• EXCERPT PROVIDED:

Thanks for checking out my thread! I can use all the opinions I can get.
Cat - that makes sense regarding the time being on your side to not act on emotions. This is a lesson I have REALLY learned through all of this. I guess I apologized that time just to feel H out. To see if he would soften and say - oh no big deal. Like he normally would. I won't be doing it anymore particularly if he isn't owed one.
FG - The weird thing about my H is that he does not have outbursts. He has a VERY good "mask" and I believe he has even fooled our MC. She really believes that he is just a guy who let resentments build up inside of him until he was ready to walk away. Does she believe the resentments are legitimate or just TRUTH for him? I don't know. Do I believe some of his complaints are legitimate? yes I do, but everytime he is asked if he ever voiced anything to me, he says no. Which leads me to believe that many resentments were "made up" in order to re-write the marital history. The only time he has let me see the depth of his anger were a few times in counseling.
Questions for you & I know everyone is sick of the same ones, but...
1. I see no evidence of OW. Let me tell you I am one smart cookie & darn sneaky at that, I can't find a thing. Oh I believe there COULD be one, but if there isn't it's one thing that doesn't fit w/MLC.
2. I see no evidence of financial abuse.

[Saved entries]
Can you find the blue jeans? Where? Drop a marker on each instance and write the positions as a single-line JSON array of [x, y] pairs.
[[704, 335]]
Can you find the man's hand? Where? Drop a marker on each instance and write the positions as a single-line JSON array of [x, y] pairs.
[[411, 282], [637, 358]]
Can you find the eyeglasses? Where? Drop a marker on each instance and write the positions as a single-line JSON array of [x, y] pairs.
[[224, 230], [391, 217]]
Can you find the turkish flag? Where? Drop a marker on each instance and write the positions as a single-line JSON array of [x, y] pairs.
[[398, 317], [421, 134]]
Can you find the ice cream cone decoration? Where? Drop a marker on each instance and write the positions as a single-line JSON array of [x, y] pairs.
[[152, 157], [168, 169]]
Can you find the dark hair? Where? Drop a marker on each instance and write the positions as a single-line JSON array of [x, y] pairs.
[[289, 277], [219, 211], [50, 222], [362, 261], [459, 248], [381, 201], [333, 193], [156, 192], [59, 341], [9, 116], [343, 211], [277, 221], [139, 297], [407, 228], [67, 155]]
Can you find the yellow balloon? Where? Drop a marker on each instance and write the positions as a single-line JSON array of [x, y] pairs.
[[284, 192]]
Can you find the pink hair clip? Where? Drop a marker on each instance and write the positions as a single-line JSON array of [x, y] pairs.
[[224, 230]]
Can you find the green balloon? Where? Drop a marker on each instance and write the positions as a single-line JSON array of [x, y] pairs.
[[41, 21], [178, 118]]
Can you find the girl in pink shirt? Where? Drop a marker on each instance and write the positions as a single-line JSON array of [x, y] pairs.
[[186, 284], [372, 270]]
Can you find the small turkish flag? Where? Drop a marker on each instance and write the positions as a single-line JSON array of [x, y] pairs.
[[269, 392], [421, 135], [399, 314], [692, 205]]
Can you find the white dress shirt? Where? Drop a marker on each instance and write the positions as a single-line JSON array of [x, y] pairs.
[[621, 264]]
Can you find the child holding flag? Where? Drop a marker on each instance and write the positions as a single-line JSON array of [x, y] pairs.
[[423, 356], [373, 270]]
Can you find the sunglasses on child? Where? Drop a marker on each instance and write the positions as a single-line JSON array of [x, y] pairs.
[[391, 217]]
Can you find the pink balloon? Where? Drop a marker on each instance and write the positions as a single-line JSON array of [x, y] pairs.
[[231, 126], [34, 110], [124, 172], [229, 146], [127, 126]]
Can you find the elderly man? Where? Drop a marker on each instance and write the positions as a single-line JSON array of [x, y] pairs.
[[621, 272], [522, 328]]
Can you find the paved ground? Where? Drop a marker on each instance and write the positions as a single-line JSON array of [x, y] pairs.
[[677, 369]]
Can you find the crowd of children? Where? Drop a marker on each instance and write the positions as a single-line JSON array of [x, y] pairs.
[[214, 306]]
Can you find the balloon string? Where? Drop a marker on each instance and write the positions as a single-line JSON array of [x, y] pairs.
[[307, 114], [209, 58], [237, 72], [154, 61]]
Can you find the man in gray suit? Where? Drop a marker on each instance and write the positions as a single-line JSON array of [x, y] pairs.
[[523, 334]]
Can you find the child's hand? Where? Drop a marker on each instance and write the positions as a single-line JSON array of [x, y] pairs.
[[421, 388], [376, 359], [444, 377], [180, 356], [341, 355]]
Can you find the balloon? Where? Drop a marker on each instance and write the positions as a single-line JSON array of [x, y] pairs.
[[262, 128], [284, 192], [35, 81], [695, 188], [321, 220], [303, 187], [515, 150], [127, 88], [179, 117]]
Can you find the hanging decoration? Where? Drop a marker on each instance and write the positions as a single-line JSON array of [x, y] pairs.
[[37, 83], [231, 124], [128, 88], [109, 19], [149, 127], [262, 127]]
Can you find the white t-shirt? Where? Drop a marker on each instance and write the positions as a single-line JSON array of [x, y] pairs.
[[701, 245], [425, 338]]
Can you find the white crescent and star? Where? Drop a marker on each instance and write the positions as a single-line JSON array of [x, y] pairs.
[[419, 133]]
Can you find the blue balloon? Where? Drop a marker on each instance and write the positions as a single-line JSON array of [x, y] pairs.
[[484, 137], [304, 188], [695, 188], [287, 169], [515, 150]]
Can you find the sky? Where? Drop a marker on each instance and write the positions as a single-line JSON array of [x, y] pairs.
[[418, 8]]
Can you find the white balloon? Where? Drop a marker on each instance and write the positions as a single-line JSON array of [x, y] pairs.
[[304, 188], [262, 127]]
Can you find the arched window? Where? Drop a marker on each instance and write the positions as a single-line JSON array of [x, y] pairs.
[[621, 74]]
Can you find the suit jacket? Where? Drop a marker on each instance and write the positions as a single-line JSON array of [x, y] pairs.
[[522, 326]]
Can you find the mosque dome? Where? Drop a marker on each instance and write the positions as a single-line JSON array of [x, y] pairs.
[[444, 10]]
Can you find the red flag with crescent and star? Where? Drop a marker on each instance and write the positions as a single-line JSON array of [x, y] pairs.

• PARTS OF THE EXERCISE:
1. According to the forum post, when has the husband let the writer see the depth of his anger?
2. Repeat the part of the forum post that begins at the words "FG - The weird" and stops after "times in counseling.".
3. Sum up the forum post in two sentences.
This data was taken from a separate source.

• EXERCISE RESULTS:
1. Only a few times in counseling.

2.
FG - The weird thing about my H is that he does not have outbursts. He has a VERY good "mask" and I believe he has even fooled our MC. She really believes that he is just a guy who let resentments build up inside of him until he was ready to walk away. Does she believe the resentments are legitimate or just TRUTH for him? I don't know. Do I believe some of his complaints are legitimate? yes I do, but everytime he is asked if he ever voiced anything to me, he says no. Which leads me to believe that many resentments were "made up" in order to re-write the marital history. The only time he has let me see the depth of his anger were a few times in counseling.

3. The writer of the forum post has learned not to act on emotions and won't apologize to the husband anymore, especially when he isn't owed an apology. The writer says the husband hides his anger behind a very good "mask," possibly fooling even their counselor, and sees no evidence of financial abuse.